_Written problem_
Extract from the material below each line containing the string "reflection", treating uppercase and lowercase letters as distinct.

_Provided material_
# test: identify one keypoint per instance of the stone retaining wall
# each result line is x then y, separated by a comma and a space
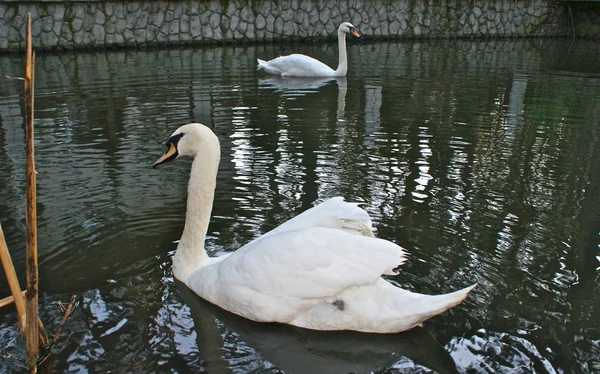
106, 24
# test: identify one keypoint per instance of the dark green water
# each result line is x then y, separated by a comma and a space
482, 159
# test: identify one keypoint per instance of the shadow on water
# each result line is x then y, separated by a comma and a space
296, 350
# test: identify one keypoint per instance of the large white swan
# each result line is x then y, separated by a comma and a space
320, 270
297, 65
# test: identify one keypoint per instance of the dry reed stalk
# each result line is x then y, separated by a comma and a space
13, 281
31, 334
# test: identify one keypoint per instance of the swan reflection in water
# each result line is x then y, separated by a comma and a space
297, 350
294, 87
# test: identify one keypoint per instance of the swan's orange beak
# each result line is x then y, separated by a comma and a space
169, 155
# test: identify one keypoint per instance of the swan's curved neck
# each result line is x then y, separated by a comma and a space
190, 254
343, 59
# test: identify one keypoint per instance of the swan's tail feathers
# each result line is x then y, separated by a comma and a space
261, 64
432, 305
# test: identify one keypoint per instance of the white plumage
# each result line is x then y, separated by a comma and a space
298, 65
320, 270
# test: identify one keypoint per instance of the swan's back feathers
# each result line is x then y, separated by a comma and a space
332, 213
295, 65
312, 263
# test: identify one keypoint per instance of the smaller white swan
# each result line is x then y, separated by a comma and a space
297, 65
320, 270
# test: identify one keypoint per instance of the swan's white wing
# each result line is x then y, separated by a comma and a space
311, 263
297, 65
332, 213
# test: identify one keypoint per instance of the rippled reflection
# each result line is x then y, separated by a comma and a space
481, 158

...

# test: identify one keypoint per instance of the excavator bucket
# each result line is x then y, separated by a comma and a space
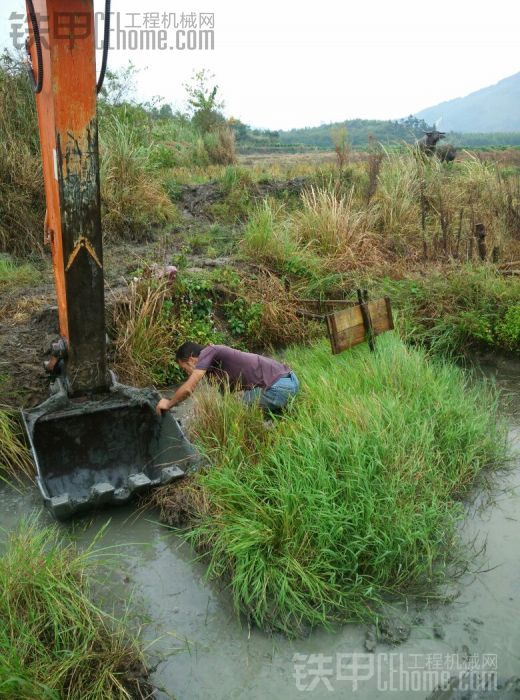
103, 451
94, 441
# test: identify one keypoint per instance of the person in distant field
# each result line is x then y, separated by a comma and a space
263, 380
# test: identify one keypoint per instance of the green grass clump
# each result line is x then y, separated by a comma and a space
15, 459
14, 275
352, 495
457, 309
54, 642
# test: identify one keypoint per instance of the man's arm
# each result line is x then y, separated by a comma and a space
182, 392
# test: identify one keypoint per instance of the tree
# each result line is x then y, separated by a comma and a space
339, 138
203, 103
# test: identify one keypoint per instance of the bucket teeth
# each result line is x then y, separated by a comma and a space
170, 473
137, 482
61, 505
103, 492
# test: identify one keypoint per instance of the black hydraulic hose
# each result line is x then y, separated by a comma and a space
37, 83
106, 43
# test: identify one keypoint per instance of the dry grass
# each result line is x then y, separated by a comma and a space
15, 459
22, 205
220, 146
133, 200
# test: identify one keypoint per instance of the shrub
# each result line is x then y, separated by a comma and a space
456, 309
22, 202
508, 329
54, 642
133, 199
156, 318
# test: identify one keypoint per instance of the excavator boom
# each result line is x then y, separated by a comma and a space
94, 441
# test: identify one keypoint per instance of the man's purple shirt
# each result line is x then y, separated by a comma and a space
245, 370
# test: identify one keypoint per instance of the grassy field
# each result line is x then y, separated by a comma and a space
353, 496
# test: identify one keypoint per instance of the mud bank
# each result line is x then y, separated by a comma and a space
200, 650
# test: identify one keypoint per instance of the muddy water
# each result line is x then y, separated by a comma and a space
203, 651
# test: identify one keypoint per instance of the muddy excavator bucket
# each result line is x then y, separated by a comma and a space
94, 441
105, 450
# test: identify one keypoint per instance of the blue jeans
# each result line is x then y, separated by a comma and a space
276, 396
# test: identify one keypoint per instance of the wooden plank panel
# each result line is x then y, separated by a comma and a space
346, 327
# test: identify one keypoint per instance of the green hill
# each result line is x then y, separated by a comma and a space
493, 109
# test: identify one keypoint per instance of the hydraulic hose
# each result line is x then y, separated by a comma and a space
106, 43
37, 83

_Solution below_
# test: identify one keypoint per instance of the swan reflection in water
# test: identify one keypoint per instance of the rippled reflection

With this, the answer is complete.